### CHECK YOUR UNDERSTANDING
a – According to the garden journal entry, what are Jerusalem Artichokes actually?
b – In the garden journal entry, take the passage from "I decided to use" up to and including "root are many." and substitute "regular oven" for "toaster oven".
c – How would you translate this sentence from the garden journal entry into Spanish: "They have completely died back and the tubers are ready for harvest."

### TEXT SEGMENT

--- START ---

Thursday, November 11, 2010

Thistle Roots

Jerusalem Artichokes

 Today was a digging day. Though it has been warm and many plants are confused about the time of year (I found three Sweet Violet flowers yesterday and Henbit is in bloom all over my garden!) the Jerusalem Artichokes are doing just what they should. They have completely died back and the tubers are ready for harvest. Jerusalem Artichokes, which by the way, have nothing to do with Jerusalem and are not Artichokes, are actually sunflowers and are often known as Sun Chokes. They bloom alot later than most other sunflowers and die off quickly after flowering. When collecting roots and tubers, a general rule is to wait till the plant dies back in the Fall or before it begins it's growth spurt in the Spring. At these times, the plant is storing all the nutrition and energy it needs to come alive and flower in the Spring and Summer, therefore you get the most nutritional and medicinal value if you harvest during these times. As I was digging the Chokes I ran into some good sized Dandelion and some Thistle that started from this years seeds so I decided to collect those also. Dandelion is such a nutritious and medicinal plant and I am lucky to have lots growing on my property and most people don't realize that the dreaded Thistle is not only good food but has medicinal value also.
 I decided to use the Chokes another time and  to make my lunch based on Dandelion and Thistle. The Dandelion were washed well and the roots were separated from the leaves which I used as salad. The thick part of the roots were cut lengthwise into four strips and placed in the toaster oven on very low heat to dry them out so I can make an infusion from them. If you want you can dry them than turn the heat up a little to roast them and make a much darker drink that many people call a coffee substitute. Besides the fact that it is dark like coffee, it has no other likeness and tastes nothing like coffee at all. It is way better for you though, as the medicinal and nutritional values of Dandelion root are many.

--- END ---

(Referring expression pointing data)

--- START ---

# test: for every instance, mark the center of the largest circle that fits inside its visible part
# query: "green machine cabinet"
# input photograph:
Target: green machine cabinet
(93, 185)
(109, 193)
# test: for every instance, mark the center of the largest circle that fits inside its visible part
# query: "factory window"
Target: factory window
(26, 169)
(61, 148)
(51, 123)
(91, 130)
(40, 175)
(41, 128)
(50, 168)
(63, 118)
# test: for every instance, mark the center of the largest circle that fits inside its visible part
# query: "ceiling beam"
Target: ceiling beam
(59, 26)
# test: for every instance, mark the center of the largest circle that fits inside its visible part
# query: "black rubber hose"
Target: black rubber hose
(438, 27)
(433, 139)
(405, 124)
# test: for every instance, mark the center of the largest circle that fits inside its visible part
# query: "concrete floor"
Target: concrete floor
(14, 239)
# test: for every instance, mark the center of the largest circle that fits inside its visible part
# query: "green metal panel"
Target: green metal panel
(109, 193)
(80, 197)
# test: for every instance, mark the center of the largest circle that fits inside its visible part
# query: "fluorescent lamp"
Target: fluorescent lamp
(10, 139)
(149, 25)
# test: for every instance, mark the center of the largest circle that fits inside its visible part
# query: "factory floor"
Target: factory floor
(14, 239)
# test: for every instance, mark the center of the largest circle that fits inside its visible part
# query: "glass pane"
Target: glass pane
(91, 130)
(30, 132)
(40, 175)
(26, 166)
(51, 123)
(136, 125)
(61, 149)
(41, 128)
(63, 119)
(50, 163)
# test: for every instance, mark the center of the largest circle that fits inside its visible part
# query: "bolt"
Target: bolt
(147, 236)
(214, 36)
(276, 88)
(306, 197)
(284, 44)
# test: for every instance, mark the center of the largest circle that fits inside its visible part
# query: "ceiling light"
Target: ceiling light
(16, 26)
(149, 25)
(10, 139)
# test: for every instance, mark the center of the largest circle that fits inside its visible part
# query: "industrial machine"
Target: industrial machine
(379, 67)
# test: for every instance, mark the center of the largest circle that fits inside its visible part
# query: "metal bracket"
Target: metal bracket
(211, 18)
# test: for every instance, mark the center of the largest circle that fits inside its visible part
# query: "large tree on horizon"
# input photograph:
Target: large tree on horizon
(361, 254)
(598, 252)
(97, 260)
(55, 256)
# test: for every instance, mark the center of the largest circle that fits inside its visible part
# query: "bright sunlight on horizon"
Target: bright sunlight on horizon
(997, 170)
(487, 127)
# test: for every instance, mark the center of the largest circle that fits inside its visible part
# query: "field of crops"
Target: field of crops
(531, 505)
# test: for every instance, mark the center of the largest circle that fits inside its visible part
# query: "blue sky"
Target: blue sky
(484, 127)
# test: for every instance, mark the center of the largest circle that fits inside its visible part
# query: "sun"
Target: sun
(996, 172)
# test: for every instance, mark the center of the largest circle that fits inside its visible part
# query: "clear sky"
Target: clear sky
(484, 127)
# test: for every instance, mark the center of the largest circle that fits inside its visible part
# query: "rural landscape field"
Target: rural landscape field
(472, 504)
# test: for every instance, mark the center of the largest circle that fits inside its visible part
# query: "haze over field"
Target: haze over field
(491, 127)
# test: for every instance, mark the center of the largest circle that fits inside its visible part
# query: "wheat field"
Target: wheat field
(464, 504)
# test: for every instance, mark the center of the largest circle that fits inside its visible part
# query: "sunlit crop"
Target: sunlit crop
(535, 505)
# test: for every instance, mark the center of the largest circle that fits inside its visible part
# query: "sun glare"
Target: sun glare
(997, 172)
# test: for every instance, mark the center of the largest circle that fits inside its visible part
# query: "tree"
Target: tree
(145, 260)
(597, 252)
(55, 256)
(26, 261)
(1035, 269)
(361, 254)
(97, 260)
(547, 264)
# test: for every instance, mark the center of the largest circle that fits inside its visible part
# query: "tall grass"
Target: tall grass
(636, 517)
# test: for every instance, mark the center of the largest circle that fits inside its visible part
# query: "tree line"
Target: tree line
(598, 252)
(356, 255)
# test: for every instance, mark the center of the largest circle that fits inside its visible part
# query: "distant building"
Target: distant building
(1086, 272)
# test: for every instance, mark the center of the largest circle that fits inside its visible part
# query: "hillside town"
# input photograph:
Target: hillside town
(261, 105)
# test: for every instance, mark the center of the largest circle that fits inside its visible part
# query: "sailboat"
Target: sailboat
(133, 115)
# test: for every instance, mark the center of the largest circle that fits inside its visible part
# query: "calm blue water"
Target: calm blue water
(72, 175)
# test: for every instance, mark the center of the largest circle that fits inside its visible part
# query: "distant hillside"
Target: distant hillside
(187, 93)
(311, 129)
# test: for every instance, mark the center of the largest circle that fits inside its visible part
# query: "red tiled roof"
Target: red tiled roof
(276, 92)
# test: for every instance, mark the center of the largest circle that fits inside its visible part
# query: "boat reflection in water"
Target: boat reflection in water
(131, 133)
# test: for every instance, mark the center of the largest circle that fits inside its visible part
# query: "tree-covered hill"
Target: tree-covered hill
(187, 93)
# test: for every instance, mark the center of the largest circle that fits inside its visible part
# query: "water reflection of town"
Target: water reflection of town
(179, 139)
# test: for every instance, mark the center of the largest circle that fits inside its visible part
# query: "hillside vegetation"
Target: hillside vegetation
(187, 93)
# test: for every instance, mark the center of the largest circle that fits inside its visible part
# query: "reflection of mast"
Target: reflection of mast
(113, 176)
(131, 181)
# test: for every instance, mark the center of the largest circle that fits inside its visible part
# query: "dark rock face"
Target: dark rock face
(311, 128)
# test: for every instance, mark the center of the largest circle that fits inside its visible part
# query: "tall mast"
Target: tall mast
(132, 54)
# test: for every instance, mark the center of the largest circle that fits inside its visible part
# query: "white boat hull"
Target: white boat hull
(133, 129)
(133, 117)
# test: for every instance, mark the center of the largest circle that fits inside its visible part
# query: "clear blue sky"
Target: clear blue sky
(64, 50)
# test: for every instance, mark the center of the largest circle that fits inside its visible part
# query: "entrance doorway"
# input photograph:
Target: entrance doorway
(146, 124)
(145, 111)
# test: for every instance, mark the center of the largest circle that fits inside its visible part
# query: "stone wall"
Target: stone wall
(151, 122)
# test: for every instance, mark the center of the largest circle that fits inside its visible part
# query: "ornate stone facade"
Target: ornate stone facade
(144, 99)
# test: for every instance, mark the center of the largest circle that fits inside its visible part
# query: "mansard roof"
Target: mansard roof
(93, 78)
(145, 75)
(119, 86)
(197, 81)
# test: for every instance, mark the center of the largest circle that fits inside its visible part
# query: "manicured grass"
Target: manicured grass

--- END ---

### ANSWERS BY ITEM NUMBER
a – They are sunflowers, often known as Sun Chokes.

b –
I decided to use the Chokes another time and  to make my lunch based on Dandelion and Thistle. The Dandelion were washed well and the roots were separated from the leaves which I used as salad. The thick part of the roots were cut lengthwise into four strips and placed in the regular oven on very low heat to dry them out so I can make an infusion from them. If you want you can dry them than turn the heat up a little to roast them and make a much darker drink that many people call a coffee substitute. Besides the fact that it is dark like coffee, it has no other likeness and tastes nothing like coffee at all. It is way better for you though, as the medicinal and nutritional values of Dandelion root are many.

c – Se han secado por completo y los tubérculos están listos para la cosecha.